● **WHAT IS BEING ASKED**:
Answer these from the commentary on California's regional center system.
(a) How many people with developmental disabilities does the system serve in Orange County?
(b) In what year did the State's rate study recommend baseline rates?
(c) Up to what starting wage per hour did Walmart begin offering?

[Opening EXCERPT PROVIDED section]

I rarely use words like “crisis” when talking about California’s regional center system of community care, which provides vital services and supports to more than 360,000 people with developmental disabilities – more than 23,000 of them in Orange County. Throughout my career, I’ve been proud of how our service providers, advocates and professionals have not just coped but innovated in the face of budget crises and chronic underfunding by the State of California.
What we’re facing now is different.
Like small businesses throughout the economy, the service providers that operate the group homes where adults with developmental disabilities live, the day programs that help them get jobs and learn skills for independence, and the early intervention programs that help youngsters narrow the developmental gap are struggling to keep their doors open as direct care workers leave to take better-paying jobs.
But while other small business owners can make a choice to raise wages and pass those costs on to their customers, our service providers’ rates are set by the State of California. Sadly, the rates in the fiscal year 2022-2023 budget proposed by Governor Newsom don’t even come close to the level the State’s own rate study recommended as baselines three years ago, in 2019.
Years before skyrocketing inflation. Years before COVID caused many workers to drop out of the workforce. Years before employers like Target began paying new workers up to $24 per hour and Walmart began offering starting wages of up to $17 per hour.
At a time when the State’s finances are solid and much-needed investments to shore up our struggling system are finally a realistic possibility, the proposed state budget prioritizes everything except our children and adults with developmental disabilities: autism, cerebral palsy, intellectual disabilities, and epilepsy.

[Closing EXCERPT PROVIDED section]
[Opening DATASET ENTRIES section]

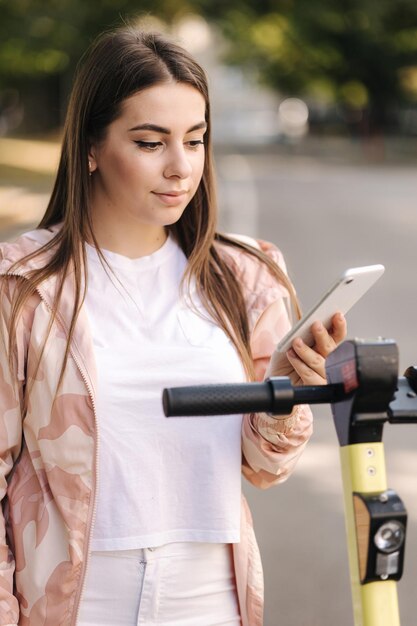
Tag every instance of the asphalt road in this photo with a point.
(326, 214)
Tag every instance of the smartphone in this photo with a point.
(341, 296)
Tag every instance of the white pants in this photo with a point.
(179, 584)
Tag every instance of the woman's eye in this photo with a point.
(195, 143)
(149, 145)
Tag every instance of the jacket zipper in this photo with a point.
(96, 460)
(90, 526)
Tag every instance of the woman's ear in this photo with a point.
(92, 162)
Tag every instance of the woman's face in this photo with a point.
(151, 161)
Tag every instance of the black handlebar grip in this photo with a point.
(217, 399)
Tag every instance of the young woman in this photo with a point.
(113, 514)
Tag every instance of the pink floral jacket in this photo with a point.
(48, 450)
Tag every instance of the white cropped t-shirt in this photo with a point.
(161, 479)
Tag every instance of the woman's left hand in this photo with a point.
(305, 365)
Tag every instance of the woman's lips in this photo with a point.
(171, 198)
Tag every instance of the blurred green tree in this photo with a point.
(361, 54)
(42, 40)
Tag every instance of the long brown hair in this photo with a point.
(119, 64)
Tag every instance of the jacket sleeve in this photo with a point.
(271, 447)
(11, 403)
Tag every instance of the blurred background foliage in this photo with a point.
(358, 56)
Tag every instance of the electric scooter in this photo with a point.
(364, 391)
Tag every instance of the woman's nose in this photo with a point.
(178, 164)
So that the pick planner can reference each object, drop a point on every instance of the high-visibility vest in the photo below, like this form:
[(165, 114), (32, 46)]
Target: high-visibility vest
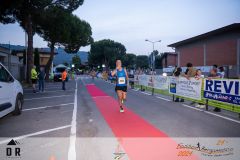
[(64, 75)]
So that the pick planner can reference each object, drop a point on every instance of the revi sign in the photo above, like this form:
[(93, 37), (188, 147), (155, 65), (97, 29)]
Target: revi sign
[(224, 90)]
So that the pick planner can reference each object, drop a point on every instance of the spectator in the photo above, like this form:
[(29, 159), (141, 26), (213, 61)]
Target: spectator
[(221, 72), (199, 76), (177, 74), (64, 78), (190, 72), (41, 78), (213, 75), (174, 70), (215, 66), (34, 76)]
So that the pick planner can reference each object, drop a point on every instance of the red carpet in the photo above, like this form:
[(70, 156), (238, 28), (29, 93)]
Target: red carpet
[(139, 139)]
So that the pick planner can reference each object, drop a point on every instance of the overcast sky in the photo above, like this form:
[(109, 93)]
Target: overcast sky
[(132, 21)]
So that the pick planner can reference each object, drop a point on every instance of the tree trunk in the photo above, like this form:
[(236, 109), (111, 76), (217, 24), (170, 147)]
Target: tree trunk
[(49, 63), (30, 48)]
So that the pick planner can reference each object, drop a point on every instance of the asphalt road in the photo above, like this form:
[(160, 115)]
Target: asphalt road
[(69, 124)]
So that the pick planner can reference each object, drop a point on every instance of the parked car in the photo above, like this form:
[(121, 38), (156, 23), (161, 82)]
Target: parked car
[(58, 74), (11, 93)]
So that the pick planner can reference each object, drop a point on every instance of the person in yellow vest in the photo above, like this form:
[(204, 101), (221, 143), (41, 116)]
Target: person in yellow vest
[(34, 76), (64, 78)]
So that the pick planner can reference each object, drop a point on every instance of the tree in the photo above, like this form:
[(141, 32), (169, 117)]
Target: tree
[(37, 59), (129, 60), (158, 62), (106, 52), (142, 62), (26, 13), (73, 33), (76, 61)]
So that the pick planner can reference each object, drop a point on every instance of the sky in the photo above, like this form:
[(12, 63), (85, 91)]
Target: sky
[(130, 22)]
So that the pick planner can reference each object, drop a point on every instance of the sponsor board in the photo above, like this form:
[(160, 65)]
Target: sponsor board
[(224, 90), (186, 88), (160, 82)]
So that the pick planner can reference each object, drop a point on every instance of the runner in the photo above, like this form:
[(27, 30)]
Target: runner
[(121, 83)]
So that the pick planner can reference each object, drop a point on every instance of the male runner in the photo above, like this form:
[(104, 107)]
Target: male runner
[(121, 83)]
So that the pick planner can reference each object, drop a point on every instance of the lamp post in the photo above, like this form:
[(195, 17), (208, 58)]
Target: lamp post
[(153, 55)]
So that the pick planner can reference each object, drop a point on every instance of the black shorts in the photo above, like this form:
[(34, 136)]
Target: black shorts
[(34, 81), (121, 88)]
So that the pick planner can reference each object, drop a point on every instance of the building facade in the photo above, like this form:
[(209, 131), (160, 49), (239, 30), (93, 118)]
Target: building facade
[(220, 47), (169, 59)]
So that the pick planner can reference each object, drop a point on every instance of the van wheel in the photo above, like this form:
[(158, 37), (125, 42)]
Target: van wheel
[(18, 105)]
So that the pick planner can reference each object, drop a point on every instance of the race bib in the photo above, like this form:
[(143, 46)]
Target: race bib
[(121, 80)]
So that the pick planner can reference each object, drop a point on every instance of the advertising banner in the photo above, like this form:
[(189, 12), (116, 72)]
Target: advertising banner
[(186, 88), (143, 80), (160, 82), (224, 90)]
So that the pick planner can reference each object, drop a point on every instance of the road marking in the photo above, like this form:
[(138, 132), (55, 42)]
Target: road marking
[(35, 134), (50, 92), (30, 89), (165, 99), (136, 90), (192, 108), (72, 144), (30, 109), (214, 114), (101, 96), (47, 97), (146, 93), (230, 119)]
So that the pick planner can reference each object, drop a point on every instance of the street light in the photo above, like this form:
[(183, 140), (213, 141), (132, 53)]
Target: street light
[(153, 55)]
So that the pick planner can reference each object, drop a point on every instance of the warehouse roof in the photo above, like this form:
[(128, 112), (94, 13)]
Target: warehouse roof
[(226, 29)]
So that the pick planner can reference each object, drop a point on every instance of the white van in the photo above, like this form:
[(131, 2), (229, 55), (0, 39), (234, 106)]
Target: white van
[(11, 93)]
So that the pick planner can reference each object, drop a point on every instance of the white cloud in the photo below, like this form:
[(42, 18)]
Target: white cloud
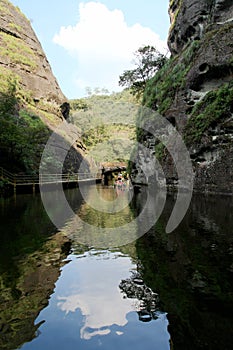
[(103, 44)]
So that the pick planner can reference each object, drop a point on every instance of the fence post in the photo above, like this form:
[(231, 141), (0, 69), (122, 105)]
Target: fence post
[(15, 184)]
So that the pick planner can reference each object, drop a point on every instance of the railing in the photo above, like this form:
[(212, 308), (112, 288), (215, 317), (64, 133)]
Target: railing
[(18, 179)]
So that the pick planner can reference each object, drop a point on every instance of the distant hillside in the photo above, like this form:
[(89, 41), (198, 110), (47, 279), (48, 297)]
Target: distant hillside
[(107, 123)]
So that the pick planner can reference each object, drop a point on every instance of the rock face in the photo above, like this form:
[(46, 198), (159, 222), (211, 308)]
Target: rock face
[(31, 101), (194, 91), (22, 52)]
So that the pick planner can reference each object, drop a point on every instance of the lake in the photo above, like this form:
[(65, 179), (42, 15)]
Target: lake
[(100, 281)]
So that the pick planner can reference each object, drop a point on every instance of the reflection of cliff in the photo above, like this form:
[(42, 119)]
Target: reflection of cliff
[(191, 269), (30, 260), (23, 295)]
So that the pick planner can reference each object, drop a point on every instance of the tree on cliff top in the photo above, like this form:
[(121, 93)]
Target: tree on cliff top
[(148, 60)]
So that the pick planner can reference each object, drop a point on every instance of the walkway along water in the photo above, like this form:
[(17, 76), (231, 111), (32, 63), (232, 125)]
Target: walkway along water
[(31, 182)]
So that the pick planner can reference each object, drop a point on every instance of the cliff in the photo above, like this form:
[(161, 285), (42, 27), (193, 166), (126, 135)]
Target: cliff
[(32, 104), (194, 92)]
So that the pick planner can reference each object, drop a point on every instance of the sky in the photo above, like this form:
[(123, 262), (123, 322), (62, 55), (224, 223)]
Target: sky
[(91, 43)]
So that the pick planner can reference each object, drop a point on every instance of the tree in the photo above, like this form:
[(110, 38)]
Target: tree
[(148, 61)]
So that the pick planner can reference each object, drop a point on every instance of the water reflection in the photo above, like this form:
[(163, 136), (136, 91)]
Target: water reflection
[(88, 305), (162, 291)]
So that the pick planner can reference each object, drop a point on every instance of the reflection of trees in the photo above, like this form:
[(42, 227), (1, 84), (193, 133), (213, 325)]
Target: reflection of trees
[(30, 260), (29, 292), (191, 269)]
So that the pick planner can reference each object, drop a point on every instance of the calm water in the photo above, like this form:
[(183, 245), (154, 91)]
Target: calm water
[(60, 290)]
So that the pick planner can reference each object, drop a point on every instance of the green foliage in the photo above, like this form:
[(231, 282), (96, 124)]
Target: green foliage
[(215, 106), (22, 135), (160, 90), (17, 50), (147, 61), (107, 123)]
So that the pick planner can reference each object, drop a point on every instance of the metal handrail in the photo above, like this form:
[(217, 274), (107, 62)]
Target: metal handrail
[(16, 179)]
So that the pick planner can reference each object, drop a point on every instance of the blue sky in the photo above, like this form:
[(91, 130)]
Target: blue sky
[(90, 43)]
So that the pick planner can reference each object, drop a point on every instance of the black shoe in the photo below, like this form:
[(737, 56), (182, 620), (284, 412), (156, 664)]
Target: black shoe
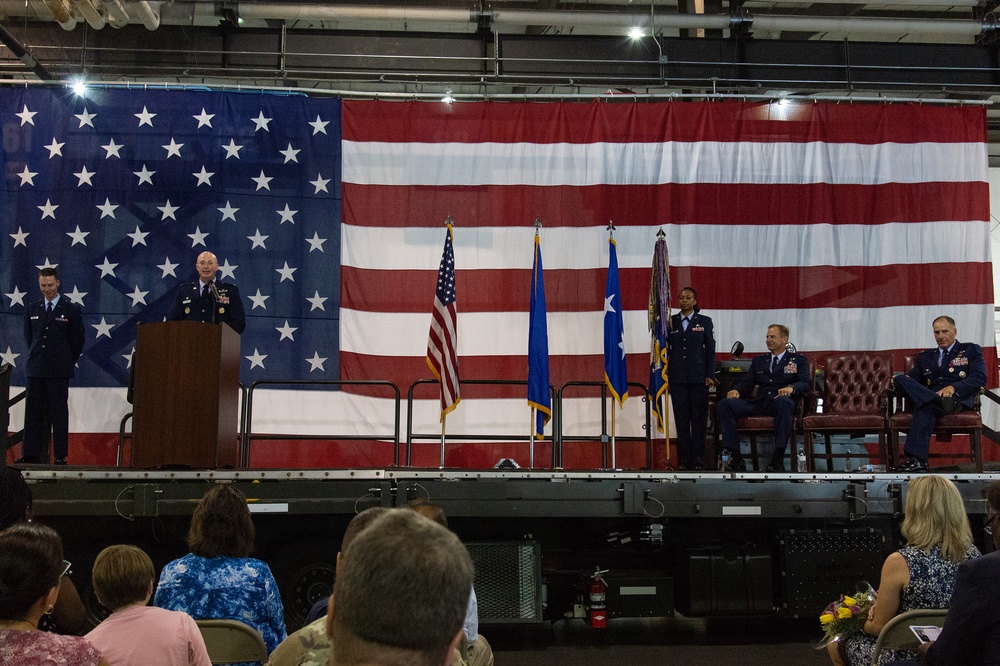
[(950, 406), (736, 463), (912, 465), (777, 464)]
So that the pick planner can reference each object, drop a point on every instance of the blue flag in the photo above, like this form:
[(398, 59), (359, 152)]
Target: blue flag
[(539, 396), (614, 332)]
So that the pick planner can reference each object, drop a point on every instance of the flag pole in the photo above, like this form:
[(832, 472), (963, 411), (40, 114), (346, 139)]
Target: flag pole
[(531, 439), (664, 406), (614, 461), (444, 422)]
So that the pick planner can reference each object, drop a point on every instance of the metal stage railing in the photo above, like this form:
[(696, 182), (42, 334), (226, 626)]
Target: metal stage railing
[(605, 436), (411, 436), (249, 436)]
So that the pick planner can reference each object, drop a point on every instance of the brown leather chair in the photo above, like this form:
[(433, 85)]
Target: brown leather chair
[(854, 402), (969, 422), (754, 426)]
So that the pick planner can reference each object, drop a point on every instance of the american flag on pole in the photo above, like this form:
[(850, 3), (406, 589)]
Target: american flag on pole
[(122, 189), (852, 224), (442, 347)]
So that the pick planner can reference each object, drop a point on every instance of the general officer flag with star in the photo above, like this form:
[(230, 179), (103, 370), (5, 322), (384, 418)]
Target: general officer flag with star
[(614, 331), (122, 189)]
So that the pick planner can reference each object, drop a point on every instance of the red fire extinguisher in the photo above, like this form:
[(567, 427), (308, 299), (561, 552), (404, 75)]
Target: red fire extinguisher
[(597, 591)]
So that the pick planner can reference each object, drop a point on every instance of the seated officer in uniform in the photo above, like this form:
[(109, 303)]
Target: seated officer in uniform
[(775, 382), (208, 300), (943, 380)]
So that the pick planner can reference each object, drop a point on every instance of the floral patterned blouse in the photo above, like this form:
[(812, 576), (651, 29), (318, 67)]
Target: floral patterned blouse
[(40, 648), (932, 580), (228, 588)]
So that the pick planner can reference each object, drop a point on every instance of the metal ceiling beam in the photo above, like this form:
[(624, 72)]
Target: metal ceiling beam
[(502, 19)]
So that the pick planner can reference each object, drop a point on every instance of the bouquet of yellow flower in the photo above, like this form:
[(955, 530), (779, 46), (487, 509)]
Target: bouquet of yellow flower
[(847, 614)]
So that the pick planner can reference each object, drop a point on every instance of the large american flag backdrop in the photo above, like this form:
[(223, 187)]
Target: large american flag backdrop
[(854, 225)]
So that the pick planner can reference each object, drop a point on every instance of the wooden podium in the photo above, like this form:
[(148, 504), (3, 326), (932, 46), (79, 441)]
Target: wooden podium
[(185, 407)]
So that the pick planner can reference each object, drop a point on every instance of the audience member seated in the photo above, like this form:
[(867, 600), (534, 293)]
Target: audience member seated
[(426, 573), (69, 615), (920, 575), (31, 564), (478, 650), (136, 634), (310, 646), (218, 579), (971, 634)]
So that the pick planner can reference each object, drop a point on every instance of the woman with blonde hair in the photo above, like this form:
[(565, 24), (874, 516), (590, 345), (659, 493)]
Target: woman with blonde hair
[(919, 575)]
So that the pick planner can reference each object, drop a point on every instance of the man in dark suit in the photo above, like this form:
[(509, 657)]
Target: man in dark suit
[(971, 632), (207, 300), (53, 330), (775, 382), (943, 380), (691, 371)]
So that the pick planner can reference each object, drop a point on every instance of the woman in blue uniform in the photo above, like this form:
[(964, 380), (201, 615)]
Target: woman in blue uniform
[(691, 372)]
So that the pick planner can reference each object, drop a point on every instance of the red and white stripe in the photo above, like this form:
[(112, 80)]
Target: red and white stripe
[(854, 225)]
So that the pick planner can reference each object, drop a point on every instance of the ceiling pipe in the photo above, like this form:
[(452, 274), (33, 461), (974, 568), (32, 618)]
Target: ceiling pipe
[(521, 17), (886, 3), (298, 12), (118, 16), (858, 25), (21, 54), (90, 14), (148, 14), (62, 13)]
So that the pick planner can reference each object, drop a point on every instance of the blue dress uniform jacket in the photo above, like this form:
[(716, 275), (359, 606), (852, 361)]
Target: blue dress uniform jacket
[(761, 384), (54, 342), (691, 352), (963, 367), (691, 355), (759, 395), (190, 305)]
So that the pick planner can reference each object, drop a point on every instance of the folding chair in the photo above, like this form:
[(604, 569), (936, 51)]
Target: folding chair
[(896, 634), (232, 642)]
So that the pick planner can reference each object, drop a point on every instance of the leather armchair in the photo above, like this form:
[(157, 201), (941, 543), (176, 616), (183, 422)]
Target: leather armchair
[(969, 422), (855, 401)]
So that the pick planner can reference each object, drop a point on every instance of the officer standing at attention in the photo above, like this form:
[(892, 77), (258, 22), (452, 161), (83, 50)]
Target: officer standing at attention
[(53, 329), (691, 371), (775, 382), (208, 300), (943, 380)]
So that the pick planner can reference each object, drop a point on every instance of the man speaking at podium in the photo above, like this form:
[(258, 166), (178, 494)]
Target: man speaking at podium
[(208, 300)]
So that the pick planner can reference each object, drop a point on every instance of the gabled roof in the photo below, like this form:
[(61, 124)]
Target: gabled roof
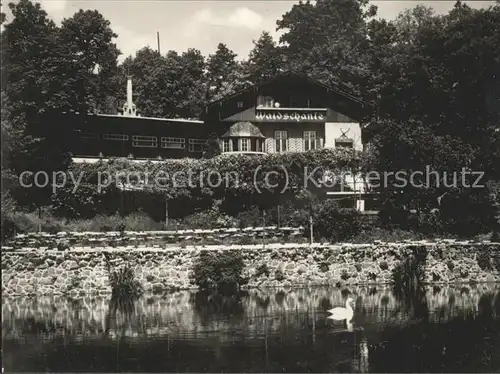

[Closing DATASET ENTRIES section]

● **RESPONSE FOR THIS EXERCISE**:
(a) More than 23,000
(b) 2019
(c) Up to $17 per hour